• [DOCUMENT]:
>> START

In [40]:
#!/usr/bin/env python
"""
generate_messages_report_by_row_csv.py

This script connects to the database, fetches all messages for conversations
that have at least 2 messages, and generates a CSV report where each message
occupies a separate row. The columns match exactly:

  - Conversation_Start_Date
  - Conversation_ID
  - Message_ID
  - Message_Timestamp
  - Role
  - Content

The CSV is sorted so that the newest conversation (by start date) is on top.

All text fields are enclosed in double quotes.
"""

import csv
import pandas as pd
from sqlalchemy import select, func
from components.db import Session, messages, conversations  # adjust import if necessary

def fetch_valid_conversation_ids(min_messages=2):
    """
    Fetch a list of conversation IDs from the messages table that have at least min_messages.

    Args:
        min_messages (int): The minimum number of messages a conversation must have.

    Returns:
        list: A list of conversation IDs (integers).
    """
    session = Session()
    try:
        stmt = (
            select(
                messages.c.conversation_id,
                func.count(messages.c.message_id).label("message_count")
            )
            .group_by(messages.c.conversation_id)
            .having(func.count(messages.c.message_id) >= min_messages)
        )
        result = session.execute(stmt)
        conversation_ids = [row._mapping["conversation_id"] for row in result]
        return conversation_ids
    except Exception as e:
        print(f"Error fetching conversation IDs: {e}")
        return []
    finally:
        session.close()

def fetch_conversation_start_date(conversation_id):
    """
    Fetch the conversation's start date from the conversations table.

    Args:
        conversation_id (int): The conversation ID.

    Returns:
        The start_time value (datetime) or None if not found.
    """
    session = Session()
    try:
        stmt = select(conversations.c.start_time).where(conversations.c.conversation_id == conversation_id)

>> END

• [WHAT TO DO]:
1. Reproduce the part of the CSV report script that runs from "Fetch the conversation's" up to and including "if not found.".
2. In two sentences, summarize what the CSV report script is described as doing.

• [DATA PROVIDED]:
>> START

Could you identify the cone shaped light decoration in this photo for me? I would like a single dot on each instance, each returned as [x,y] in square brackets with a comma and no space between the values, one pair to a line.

>> END

• [ANSWERS TO THE EXERCISE]:
1.
Fetch the conversation's start date from the conversations table.

    Args:
        conversation_id (int): The conversation ID.

    Returns:
        The start_time value (datetime) or None if not found.

2. The script connects to the database, fetches all messages for conversations that have at least two messages, and generates a CSV report with each message on its own row, under columns such as Conversation_ID, Message_Timestamp, Role and Content. The CSV is sorted with the newest conversation by start date on top, and all text fields are enclosed in double quotes.